■ Fragmento para leer
..........

Ella es abuela, tía, madre y vecina de niños y niñas que han dado vida al jardín infantil a lo largo de su historia de más de 20 años. “Y yo, en un rinconcito de mi corazón, guardo cariño y agradecimiento”, dice.

A continuación, compartimos los principales extractos de su intervención representando a las familias del sector, orgullosas de su esfuerzo campesino y de la educación que han recibido sus hijos y nietos:

“Este es un sueño anhelado y que hoy ya está cumplido. Cómo olvidar aquellos tiempos, por el año 1995, cuando empezamos a soñar con un jardín para los niños y niñas de nuestra localidad de Cerrillos, comunidad que se caracteriza por el trabajo agrícola y el esfuerzo campesino.

Un jardín era una gran necesidad, para que mientras las familias trabajaban en sus faenas, los niños y niñas pudiesen tener un espacio seguro y al cuidado de profesionales, donde pudieran aprender. Por ello, la junta de vecinos de Cerrillos se organiza para presentar esta necesidad a Integra, que acoge la solicitud y la evalúa junto a la Municipalidad de Coquimbo.

..........

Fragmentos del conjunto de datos
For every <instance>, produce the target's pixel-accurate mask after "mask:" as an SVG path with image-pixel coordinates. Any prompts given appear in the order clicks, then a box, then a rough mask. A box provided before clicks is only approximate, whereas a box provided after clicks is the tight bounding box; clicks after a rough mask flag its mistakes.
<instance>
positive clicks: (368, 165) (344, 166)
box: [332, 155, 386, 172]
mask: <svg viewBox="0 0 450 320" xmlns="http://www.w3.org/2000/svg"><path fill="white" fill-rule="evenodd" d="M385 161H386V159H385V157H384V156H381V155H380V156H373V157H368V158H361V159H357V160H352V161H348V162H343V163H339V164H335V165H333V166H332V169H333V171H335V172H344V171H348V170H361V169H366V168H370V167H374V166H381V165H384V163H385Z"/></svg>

..........

■ Actividad 1
Transcribe del texto sobre el jardín infantil de Cerrillos el pasaje comprendido entre "Un jardín era" y "Municipalidad de Coquimbo.", ambos incluidos.
■ Actividad 2
Reescribe de forma más breve el párrafo del texto sobre el jardín infantil de Cerrillos que empieza con "Un jardín era una gran necesidad", sin perder sus datos principales.
Los datos proceden de otra fuente distinta del texto.

■ Respuesta 1
Un jardín era una gran necesidad, para que mientras las familias trabajaban en sus faenas, los niños y niñas pudiesen tener un espacio seguro y al cuidado de profesionales, donde pudieran aprender. Por ello, la junta de vecinos de Cerrillos se organiza para presentar esta necesidad a Integra, que acoge la solicitud y la evalúa junto a la Municipalidad de Coquimbo.

■ Respuesta 2
El jardín era muy necesario para que los niños y niñas tuvieran un espacio seguro, con cuidado profesional y donde aprender, mientras sus familias trabajaban. Por eso, la junta de vecinos de Cerrillos presentó esta necesidad a Integra, que acogió la solicitud y la evaluó junto a la Municipalidad de Coquimbo.